| Requirement A |
Summarize the forum post about light bounds in two sentences.
| Requirement B |
Repeat the part of the forum post about light bounds starting at "Another Problem that" and ending at "get wrong results.".

— start of Excerpted text —

Can you please tell me how can I further optimize this shader ?

Another Problem that I am facing is checking if a light has an effect on a tile or not. Currently I have point lights that have bounds.

I create AABB for it in WorldSpace and transform it to ViewSpace and ClipSpace to do my tests. It's working 80% of the time but When camera is near the light or maybe in the range of the light I sometimes get wrong results.

This is how I am doing the job:


public void GetBoundingInfo(Camera cam,out LightBoundInfo BoundInfo)
        {
            Vector3 Center = Owner.Position;
            Vector3 min = new Vector3(Center.X - Range , Center.Y - Range , Center.Z - Range );
            Vector3 max = new Vector3(Center.X + Range , Center.Y + Range , Center.Z + Range );

            BoundingBox BoxInWorld = new BoundingBox(min,max);

            BoundingBox BoxInViewSpace = Utility.MathUtility.TransformBox(BoxInWorld, cam.View);

            BoundingBox BoxInClipSpace = Utility.MathUtility.TransformBox(BoxInWorld, cam.ViewProjection);

            Vector2 MinMaxZ = new Vector2(BoxInViewSpace.Minimum.Z, BoxInViewSpace.Maximum.Z);

            Vector2 MinClipSpace = new Vector2(Math.Max(BoxInClipSpace.Minimum.X, -1.0f), Math.Max(BoxInClipSpace.Minimum.Y,-1.0f));

            Vector2 MaxClipSpace = new Vector2(Math.Min(BoxInClipSpace.Maximum.X, 1.0f), Math.Min(BoxInClipSpace.Maximum.Y,1.0f));

            MinClipSpace.X = ((MinClipSpace.X / 2.0f) + 0.5f) * cam.TargetBuffer.width;
            MaxClipSpace.X = ((MaxClipSpace.X / 2.0f) + 0.5f) * cam.TargetBuffer.width;

            MinClipSpace.Y = (1.0f-((MinClipSpace.Y / 2.0f) + 0.5f)) * cam.TargetBuffer.height;
            MaxClipSpace.Y = (1.0f-((MaxClipSpace.Y / 2.0f) + 0.5f)) * cam.TargetBuffer.height;

            float temp = MinClipSpace.Y;
            MinClipSpace.Y = MaxClipSpace.Y;
            MaxClipSpace.Y = temp;

            int width = (int)Math.Ceiling(MaxClipSpace.X - MinClipSpace.X);
            int height = (int)Math.Ceiling(MaxClipSpace.Y - MinClipSpace.Y);

            BoundInfo = new LightBoundInfo((int)MinClipSpace.X, width, (int)MinClipSpace.Y, height, MinMaxZ);
        }

///

public static BoundingBox TransformBox(BoundingBox box,Matrix matrix)

— end of Excerpted text —
— start of Data supplied —

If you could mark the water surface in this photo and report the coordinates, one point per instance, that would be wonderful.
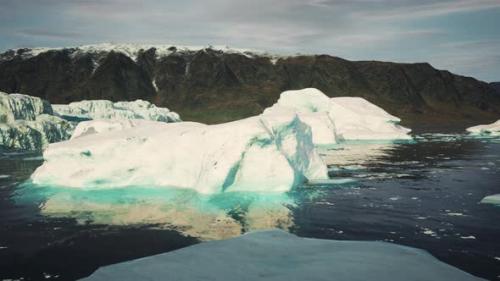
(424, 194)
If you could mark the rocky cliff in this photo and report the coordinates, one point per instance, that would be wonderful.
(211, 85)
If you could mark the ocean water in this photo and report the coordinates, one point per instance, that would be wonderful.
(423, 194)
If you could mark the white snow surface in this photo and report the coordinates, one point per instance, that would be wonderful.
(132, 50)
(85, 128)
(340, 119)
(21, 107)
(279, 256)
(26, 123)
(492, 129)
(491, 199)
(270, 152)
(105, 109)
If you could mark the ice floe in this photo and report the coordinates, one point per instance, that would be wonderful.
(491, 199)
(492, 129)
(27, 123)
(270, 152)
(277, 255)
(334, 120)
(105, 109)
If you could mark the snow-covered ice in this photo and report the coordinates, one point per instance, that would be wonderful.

— end of Data supplied —
— start of Data supplied —

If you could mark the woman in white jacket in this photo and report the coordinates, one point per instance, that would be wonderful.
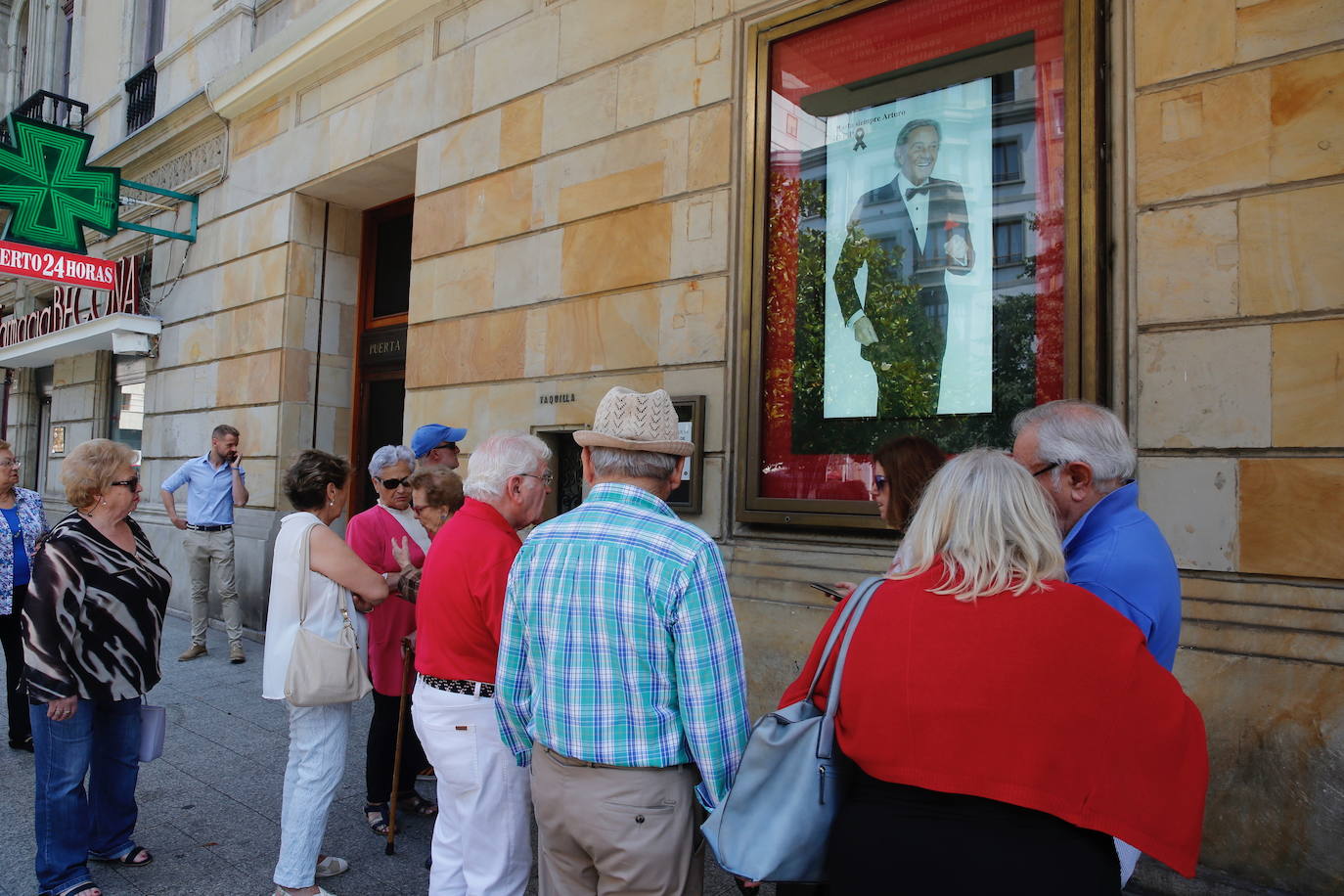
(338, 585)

— end of Data supplied —

| Complete answer A |
The writer asks how to further optimize a shader and also needs to check whether a point light, which has bounds, affects a tile. An AABB is created for the light in world space and transformed to view space and clip space for the tests, which works 80% of the time but sometimes gives wrong results when the camera is near the light or possibly within its range.

| Complete answer B |
Another Problem that I am facing is checking if a light has an effect on a tile or not. Currently I have point lights that have bounds.

I create AABB for it in WorldSpace and transform it to ViewSpace and ClipSpace to do my tests. It's working 80% of the time but When camera is near the light or maybe in the range of the light I sometimes get wrong results.